### Textauszug
• • • •
Nach einer kurzen Einleitung (S. VII–XI), die vornehmlich den Rahmen der Beiträge sowie deren hauptsächliche Thesen zusammenfasst, folgt Julian Whitewrights Überblick zu „Sails, Sailing and Seamanship in the Ancient Mediterranean“ (S. 1–26). Er kann aufzeigen, dass die unterschiedlichen Segelformen nicht exklusiv in eine chronologische Reihe aufeinanderfolgender, sich stets verbessernder Technologieschritte gebracht werden können, sondern den jeweiligen Status der Schiffsroute (traditionell befahren oder neu, einfach oder gefährlich usw.) sowie den jeweiligen Kontext (also etwa regionaler oder überregionaler Handel, Groß- oder Kleintransport usw.) reflektieren und von daher nicht allein unter dem Aspekt des Kosteneinsparpotentials betrachtet werden dürfen.
• • • •
### Arbeitsauftrag
Ändern Sie im Textauszug über antike Segeltechnik den Abschnitt von „Nach einer kurzen“ bis „betrachtet werden dürfen.“, indem Sie „Kontext“ durch „Zusammenhang“ ersetzen, und schreiben Sie ihn vollständig ab.

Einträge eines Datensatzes
• • • •
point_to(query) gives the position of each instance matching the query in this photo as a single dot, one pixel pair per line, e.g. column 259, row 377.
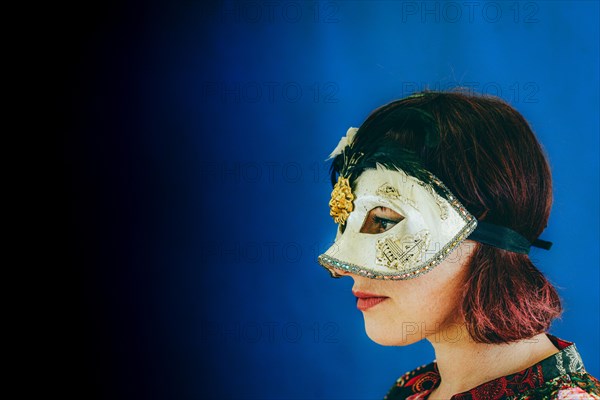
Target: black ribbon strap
column 505, row 238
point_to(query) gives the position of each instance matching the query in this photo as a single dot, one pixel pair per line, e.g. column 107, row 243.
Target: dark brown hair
column 490, row 159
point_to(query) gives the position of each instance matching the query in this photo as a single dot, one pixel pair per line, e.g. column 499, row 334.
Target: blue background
column 198, row 189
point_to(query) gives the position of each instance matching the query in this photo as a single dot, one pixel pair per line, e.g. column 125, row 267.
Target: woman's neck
column 464, row 364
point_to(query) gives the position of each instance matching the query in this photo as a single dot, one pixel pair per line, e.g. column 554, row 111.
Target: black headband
column 505, row 238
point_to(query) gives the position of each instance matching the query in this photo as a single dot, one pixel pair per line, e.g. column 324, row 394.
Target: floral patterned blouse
column 560, row 376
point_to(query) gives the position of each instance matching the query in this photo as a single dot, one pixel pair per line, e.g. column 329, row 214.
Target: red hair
column 490, row 159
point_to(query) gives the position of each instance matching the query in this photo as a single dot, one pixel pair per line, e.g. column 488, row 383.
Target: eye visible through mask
column 380, row 219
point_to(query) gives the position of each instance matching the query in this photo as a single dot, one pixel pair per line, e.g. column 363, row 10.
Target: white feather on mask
column 344, row 141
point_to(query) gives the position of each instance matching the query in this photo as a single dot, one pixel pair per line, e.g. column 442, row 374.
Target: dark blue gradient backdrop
column 198, row 188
• • • •
### Musterlösung
Nach einer kurzen Einleitung (S. VII–XI), die vornehmlich den Rahmen der Beiträge sowie deren hauptsächliche Thesen zusammenfasst, folgt Julian Whitewrights Überblick zu „Sails, Sailing and Seamanship in the Ancient Mediterranean“ (S. 1–26). Er kann aufzeigen, dass die unterschiedlichen Segelformen nicht exklusiv in eine chronologische Reihe aufeinanderfolgender, sich stets verbessernder Technologieschritte gebracht werden können, sondern den jeweiligen Status der Schiffsroute (traditionell befahren oder neu, einfach oder gefährlich usw.) sowie den jeweiligen Zusammenhang (also etwa regionaler oder überregionaler Handel, Groß- oder Kleintransport usw.) reflektieren und von daher nicht allein unter dem Aspekt des Kosteneinsparpotentials betrachtet werden dürfen.